Copy every line below. Do not alter any of them.

__Extracted data__.
******************************

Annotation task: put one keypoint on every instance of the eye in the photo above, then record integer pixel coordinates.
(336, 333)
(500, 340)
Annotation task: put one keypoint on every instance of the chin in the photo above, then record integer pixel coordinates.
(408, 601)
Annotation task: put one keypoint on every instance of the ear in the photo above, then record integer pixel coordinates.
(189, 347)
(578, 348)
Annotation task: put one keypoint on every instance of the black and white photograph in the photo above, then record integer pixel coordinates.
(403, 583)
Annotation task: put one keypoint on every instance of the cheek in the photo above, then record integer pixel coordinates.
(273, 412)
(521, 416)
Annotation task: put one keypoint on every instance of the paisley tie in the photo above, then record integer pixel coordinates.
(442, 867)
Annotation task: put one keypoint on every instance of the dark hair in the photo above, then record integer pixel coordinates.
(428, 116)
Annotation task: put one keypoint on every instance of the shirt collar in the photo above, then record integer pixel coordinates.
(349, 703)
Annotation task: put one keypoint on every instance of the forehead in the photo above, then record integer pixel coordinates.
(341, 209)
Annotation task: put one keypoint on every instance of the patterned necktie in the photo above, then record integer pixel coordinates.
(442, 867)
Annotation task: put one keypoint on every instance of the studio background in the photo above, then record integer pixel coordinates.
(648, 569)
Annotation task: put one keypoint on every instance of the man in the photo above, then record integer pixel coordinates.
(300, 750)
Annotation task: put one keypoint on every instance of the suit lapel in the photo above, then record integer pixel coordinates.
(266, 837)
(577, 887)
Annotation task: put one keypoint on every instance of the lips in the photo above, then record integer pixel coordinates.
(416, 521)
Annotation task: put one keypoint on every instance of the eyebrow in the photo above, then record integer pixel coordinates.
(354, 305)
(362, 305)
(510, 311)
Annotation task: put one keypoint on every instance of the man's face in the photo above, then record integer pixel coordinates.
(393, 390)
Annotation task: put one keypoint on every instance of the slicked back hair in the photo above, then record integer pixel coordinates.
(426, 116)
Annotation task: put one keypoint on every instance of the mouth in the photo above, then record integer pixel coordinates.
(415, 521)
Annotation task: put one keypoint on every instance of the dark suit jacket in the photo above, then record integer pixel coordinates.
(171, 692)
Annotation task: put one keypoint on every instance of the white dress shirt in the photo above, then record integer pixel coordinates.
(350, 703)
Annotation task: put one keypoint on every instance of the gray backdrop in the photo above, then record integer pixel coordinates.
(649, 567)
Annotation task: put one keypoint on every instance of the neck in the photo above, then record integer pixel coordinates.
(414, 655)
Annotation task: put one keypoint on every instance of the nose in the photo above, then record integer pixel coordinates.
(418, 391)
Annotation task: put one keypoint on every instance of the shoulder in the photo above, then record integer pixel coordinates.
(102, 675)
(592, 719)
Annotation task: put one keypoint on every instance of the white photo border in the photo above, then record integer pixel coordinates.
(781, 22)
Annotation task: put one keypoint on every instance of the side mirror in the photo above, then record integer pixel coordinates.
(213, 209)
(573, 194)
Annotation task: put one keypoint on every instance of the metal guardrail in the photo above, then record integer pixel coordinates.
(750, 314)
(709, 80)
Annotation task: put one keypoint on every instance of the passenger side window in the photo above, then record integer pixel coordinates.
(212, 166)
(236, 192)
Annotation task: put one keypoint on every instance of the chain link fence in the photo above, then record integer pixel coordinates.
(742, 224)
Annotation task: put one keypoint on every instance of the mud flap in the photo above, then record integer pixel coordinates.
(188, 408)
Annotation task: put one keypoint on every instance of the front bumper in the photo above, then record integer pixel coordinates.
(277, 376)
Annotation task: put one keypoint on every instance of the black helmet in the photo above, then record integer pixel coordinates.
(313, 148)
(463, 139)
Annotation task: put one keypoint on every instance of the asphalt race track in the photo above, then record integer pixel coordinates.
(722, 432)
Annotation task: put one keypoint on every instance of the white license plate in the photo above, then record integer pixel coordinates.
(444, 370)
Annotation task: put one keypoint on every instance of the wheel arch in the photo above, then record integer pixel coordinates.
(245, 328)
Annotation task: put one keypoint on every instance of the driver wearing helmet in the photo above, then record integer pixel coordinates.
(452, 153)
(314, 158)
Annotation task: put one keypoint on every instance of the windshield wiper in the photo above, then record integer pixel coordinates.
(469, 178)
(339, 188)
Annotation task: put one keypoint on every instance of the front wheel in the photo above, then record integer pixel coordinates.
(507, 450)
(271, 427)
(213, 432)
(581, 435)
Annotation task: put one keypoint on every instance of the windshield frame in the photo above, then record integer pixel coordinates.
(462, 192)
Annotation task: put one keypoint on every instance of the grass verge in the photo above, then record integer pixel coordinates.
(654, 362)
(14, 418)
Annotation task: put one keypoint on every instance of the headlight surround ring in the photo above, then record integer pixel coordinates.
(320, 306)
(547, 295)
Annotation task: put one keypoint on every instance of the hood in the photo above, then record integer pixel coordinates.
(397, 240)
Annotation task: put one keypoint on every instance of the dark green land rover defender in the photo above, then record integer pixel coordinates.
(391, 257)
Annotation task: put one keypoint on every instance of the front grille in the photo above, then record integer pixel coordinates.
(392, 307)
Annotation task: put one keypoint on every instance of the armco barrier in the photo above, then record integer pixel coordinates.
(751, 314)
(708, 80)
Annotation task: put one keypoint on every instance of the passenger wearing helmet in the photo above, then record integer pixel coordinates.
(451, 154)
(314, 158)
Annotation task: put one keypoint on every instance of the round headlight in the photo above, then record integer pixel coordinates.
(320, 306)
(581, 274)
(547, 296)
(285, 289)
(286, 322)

******************************

__Solution to this task__.
Annotation task: put one keypoint on every instance of the eye in the photo above, then record integer pixel coordinates.
(336, 333)
(500, 340)
Annotation task: put one keypoint on every instance of the chin in the photo above, then record integer pixel coordinates.
(408, 601)
Annotation task: put one keypoint on every instance of the ear in the photo above, then record integer pixel coordinates.
(189, 347)
(578, 348)
Annotation task: put one keypoint on every instance of the black and white photograph in the photo above, then record integer pixel coordinates.
(403, 583)
Annotation task: put one keypoint on every instance of the cheek in the photo above, then record integer pixel coordinates.
(273, 412)
(521, 416)
Annotation task: put one keypoint on every instance of the paisley tie in the photo above, then record integer pixel coordinates.
(442, 867)
Annotation task: put one keypoint on every instance of the dark hair in the photo above, then record integer pixel coordinates.
(428, 116)
Annotation task: put one keypoint on every instance of the shirt collar in the photo above, then record integer pixel coordinates.
(349, 703)
Annotation task: put one keypoint on every instance of the forehead in the photo above, then record integer pixel coordinates.
(341, 209)
Annotation task: put one keypoint on every instance of the patterned necktie in the photo above, then record integer pixel coordinates.
(442, 867)
Annotation task: put one keypoint on every instance of the studio background in the photo above, then record integer pixel coordinates.
(648, 569)
Annotation task: put one keypoint on every instance of the man in the photo above, then record integer pixel coordinates.
(300, 750)
Annotation task: put one keypoint on every instance of the suit lapel in the photo above, then record integer pixel coordinates.
(266, 837)
(577, 887)
Annotation task: put one keypoint on every instance of the lips in the photo above, then record integer pixel coordinates.
(416, 521)
Annotation task: put one keypoint on every instance of the eyebrow in the photo above, then record integer pixel coordinates.
(354, 305)
(362, 305)
(510, 311)
Annotation task: put one keypoint on every instance of the man's face in the photo above, then record integer pixel coordinates.
(393, 390)
Annotation task: put one keypoint on every instance of the slicked back hair in the photo above, then record integer pixel coordinates.
(426, 116)
Annotation task: put one keypoint on every instance of the mouth in the photo above, then record integer pixel coordinates.
(415, 521)
Annotation task: put one keypoint on every instance of the dark suit jacket in the photo above, then record integer pixel coordinates.
(171, 692)
Annotation task: put one keypoint on every instance of the white dress shirt in the photo above, then record integer pixel coordinates.
(350, 703)
Annotation task: put one keypoint on every instance of the gray backdrop in the photo above, then record integer pixel coordinates.
(649, 567)
Annotation task: put one keypoint on every instance of the neck in the photo above, then record integer pixel coordinates.
(414, 655)
Annotation task: put one keypoint on every instance of the nose in the photo above, then record integer pixel coordinates.
(418, 391)
Annotation task: put one keypoint on every instance of the shoulder in the photo above, then record integer pixel coordinates.
(102, 675)
(592, 719)
Annotation task: put one keypoint on every instance of the white photo border in the photo above, then record integer pixel coordinates.
(781, 22)
Annotation task: put one keypoint on every instance of the side mirror in the photo above, then record integer pixel coordinates.
(213, 209)
(573, 194)
Annotation task: put one keypoint on every instance of the metal guardrail in the photo above, then record integer pixel coordinates.
(750, 314)
(709, 80)
Annotation task: put one keypoint on every instance of the passenger side window in the photo above, then record integer pixel coordinates.
(212, 166)
(236, 192)
Annotation task: put one keypoint on every instance of the chain link fence in the photo above, then record integer pixel coordinates.
(742, 224)
Annotation task: put one keypoint on every instance of the mud flap in the photo above, then record integer pixel coordinates.
(188, 408)
Annotation task: put one keypoint on every instance of the front bumper in the photo above, then record integer pixel coordinates.
(277, 376)
Annotation task: put one keypoint on every instance of the black helmet in the photo above, then record integer pixel coordinates.
(313, 148)
(463, 139)
Annotation task: put one keypoint on every instance of the asphalt race track in the photo above, then record integer pixel coordinates.
(722, 432)
Annotation task: put one keypoint on every instance of the white license plate in the photo above, then record integer pixel coordinates.
(444, 370)
Annotation task: put one keypoint on every instance of the wheel arch in the photo above, then record integer pixel coordinates.
(245, 328)
Annotation task: put one keypoint on every instance of the driver wearing helmet in the photo above, then record integer pixel coordinates.
(452, 153)
(314, 158)
Annotation task: put one keypoint on every instance of the windshield wiper in the photo above, then record integer pixel coordinates.
(469, 178)
(339, 188)
Annotation task: put one keypoint on every instance of the front wheel in the photo above, then record integer pixel coordinates.
(507, 450)
(271, 427)
(213, 432)
(581, 435)
Annotation task: put one keypoint on every instance of the windshield frame in the photo above, then record integer pixel coordinates.
(462, 192)
Annotation task: put one keypoint on every instance of the grass verge in the photo above, then record integer pixel coordinates.
(654, 362)
(14, 418)
Annotation task: put one keypoint on every instance of the headlight surround ring in the photo above, then record integer pixel coordinates.
(320, 306)
(547, 295)
Annotation task: put one keypoint on every instance of the hood in the photo above, then record integer pixel coordinates.
(397, 240)
Annotation task: put one keypoint on every instance of the dark green land rover defender in the photo above, then record integer pixel coordinates.
(391, 257)
Annotation task: put one keypoint on every instance of the front grille in the photo above, then record integer pixel coordinates.
(392, 307)
Annotation task: put one keypoint on every instance of the armco barrier in the photo above, then record integer pixel coordinates.
(751, 314)
(708, 80)
Annotation task: put one keypoint on every instance of the passenger wearing helmet in the photo above, then record integer pixel coordinates.
(451, 154)
(314, 158)
Annotation task: put one keypoint on every instance of the round headlight in the photo above, then record integer pixel coordinates.
(320, 306)
(581, 274)
(547, 296)
(285, 289)
(286, 322)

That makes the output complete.